-------- Source data

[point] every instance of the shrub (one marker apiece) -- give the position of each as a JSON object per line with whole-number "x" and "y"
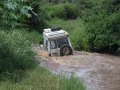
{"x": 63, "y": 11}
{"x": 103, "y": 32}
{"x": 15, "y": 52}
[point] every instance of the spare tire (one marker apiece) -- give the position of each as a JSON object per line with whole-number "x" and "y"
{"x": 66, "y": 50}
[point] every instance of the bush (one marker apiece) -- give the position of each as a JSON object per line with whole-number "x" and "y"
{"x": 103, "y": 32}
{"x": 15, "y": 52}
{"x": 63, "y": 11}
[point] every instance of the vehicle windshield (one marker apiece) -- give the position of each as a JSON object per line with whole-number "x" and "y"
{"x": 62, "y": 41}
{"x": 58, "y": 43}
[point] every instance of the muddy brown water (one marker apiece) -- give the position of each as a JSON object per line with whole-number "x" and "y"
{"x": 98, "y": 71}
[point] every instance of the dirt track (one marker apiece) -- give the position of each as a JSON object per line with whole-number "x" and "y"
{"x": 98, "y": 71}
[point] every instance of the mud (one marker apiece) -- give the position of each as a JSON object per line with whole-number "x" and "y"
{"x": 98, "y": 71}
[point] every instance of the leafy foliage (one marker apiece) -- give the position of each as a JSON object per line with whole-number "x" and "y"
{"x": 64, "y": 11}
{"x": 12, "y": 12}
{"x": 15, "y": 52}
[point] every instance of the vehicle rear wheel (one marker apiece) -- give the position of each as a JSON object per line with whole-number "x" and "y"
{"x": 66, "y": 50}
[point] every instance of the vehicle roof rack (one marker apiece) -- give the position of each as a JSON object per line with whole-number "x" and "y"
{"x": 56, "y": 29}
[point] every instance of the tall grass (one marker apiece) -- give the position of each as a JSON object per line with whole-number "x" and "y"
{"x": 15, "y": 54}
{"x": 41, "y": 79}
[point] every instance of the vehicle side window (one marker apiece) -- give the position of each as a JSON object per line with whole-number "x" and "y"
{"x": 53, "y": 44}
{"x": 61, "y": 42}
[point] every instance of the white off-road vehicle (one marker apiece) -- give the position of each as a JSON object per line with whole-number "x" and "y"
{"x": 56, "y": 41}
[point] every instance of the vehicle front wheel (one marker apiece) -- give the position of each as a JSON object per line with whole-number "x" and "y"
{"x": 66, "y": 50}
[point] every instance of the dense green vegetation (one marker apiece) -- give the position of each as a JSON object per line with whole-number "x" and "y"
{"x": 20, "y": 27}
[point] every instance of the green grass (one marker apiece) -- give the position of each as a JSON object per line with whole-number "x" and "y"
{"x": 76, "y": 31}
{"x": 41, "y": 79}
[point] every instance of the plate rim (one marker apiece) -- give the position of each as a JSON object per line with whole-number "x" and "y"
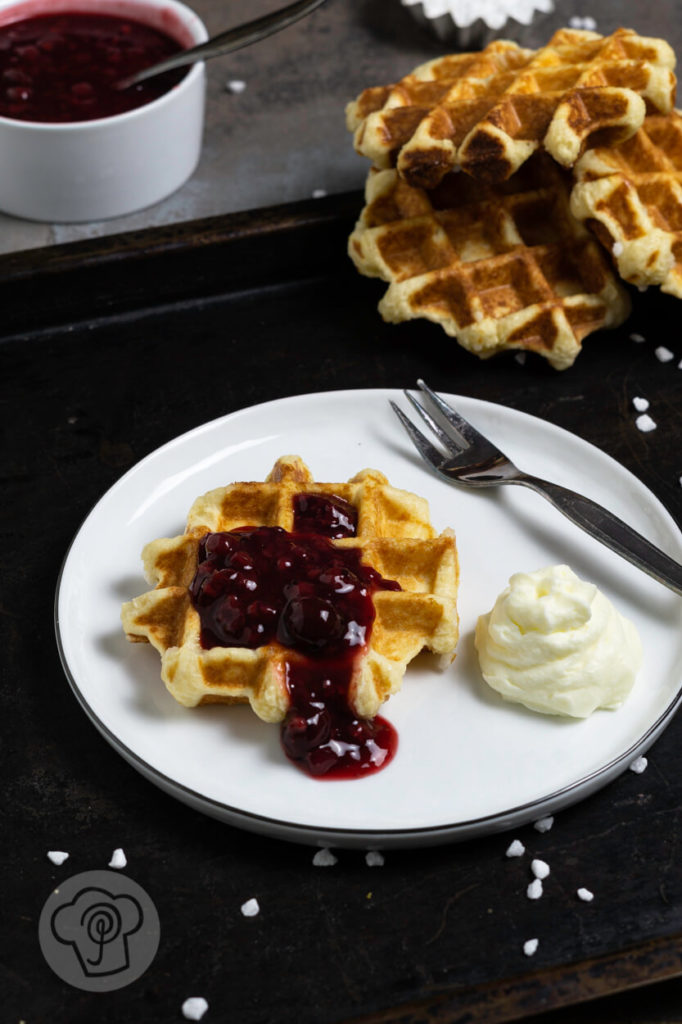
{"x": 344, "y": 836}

----------------

- [Your objective]
Leaving out any pictures, write the records above out exactly as they are.

- [Exercise solution]
[point] every instance of the shrub (one marker apiece) -- give the position of each as a JSON object per line with whole-number "x" and "y"
{"x": 63, "y": 11}
{"x": 103, "y": 32}
{"x": 15, "y": 52}
[point] every instance of the spare tire (one marker apiece) -- give the position of each as a JSON object per line with whole-number "x" and "y"
{"x": 66, "y": 50}
[point] every instance of the bush (one marker apiece) -- give the position of each as a JSON object per line with whole-number "x" and "y"
{"x": 103, "y": 32}
{"x": 15, "y": 52}
{"x": 63, "y": 11}
[point] every instance of the vehicle windshield (one marker apiece) -- give the position of each as a JSON object per line with whole-number "x" and "y"
{"x": 62, "y": 41}
{"x": 58, "y": 43}
[point] every instance of the muddy brown water (one marker apiece) -- give the position of each as a JSON object per line with whole-number "x" and "y"
{"x": 98, "y": 71}
[point] every instance of the dirt track (one marker apiece) -- give the position of each as a JSON object per line with whole-number "x" and "y"
{"x": 98, "y": 71}
[point] every instance of the mud (one marker apiece) -- give the position of each as a JSON object per line with whole-number "x" and "y"
{"x": 98, "y": 71}
[point] every instance of the leafy foliage (one marker apiece) -- give the position of each as a JSON object per line with whole-number "x" and "y"
{"x": 64, "y": 11}
{"x": 12, "y": 12}
{"x": 15, "y": 52}
[point] every instance of the vehicle rear wheel (one marker apiece) -- give the position of each as a JSON object per line with whole-number "x" and "y"
{"x": 66, "y": 50}
[point] every instance of the vehicle roof rack (one marker apiece) -- give the position of each as a JSON object per line with whole-number "x" and "y"
{"x": 56, "y": 29}
[point] every instance of the tall grass (one marker apiece) -- give the position of each as a JSON object per line with whole-number "x" and "y"
{"x": 15, "y": 54}
{"x": 41, "y": 79}
[point] every instance of the vehicle side window (one marker apiece) -- give the position of each as a JSON object per line with whole-number "x" and "y"
{"x": 53, "y": 44}
{"x": 61, "y": 42}
[point] every instance of the white off-road vehicle (one marker apiece) -- give the position of each as a JSON object per line with whole-number "x" and "y"
{"x": 56, "y": 41}
[point] every instance of the vehicle front wheel (one marker apiece) -- give the position of each as a JSON object per line with whole-number "x" and "y"
{"x": 66, "y": 50}
[point] every instance of the dense green vegetation (one marker apiece) -- give the position of each as a JSON object per line with whole-number "x" and "y"
{"x": 20, "y": 27}
[point] every instance of the green grass (one marker apiece) -- give the position of each as a JSON object per line with whole-number "x" and "y"
{"x": 76, "y": 31}
{"x": 41, "y": 79}
[point] every instance of the plate rim (one marker apiece) -- give the position of each as a JSON object per line with whole-number "x" and "y"
{"x": 344, "y": 836}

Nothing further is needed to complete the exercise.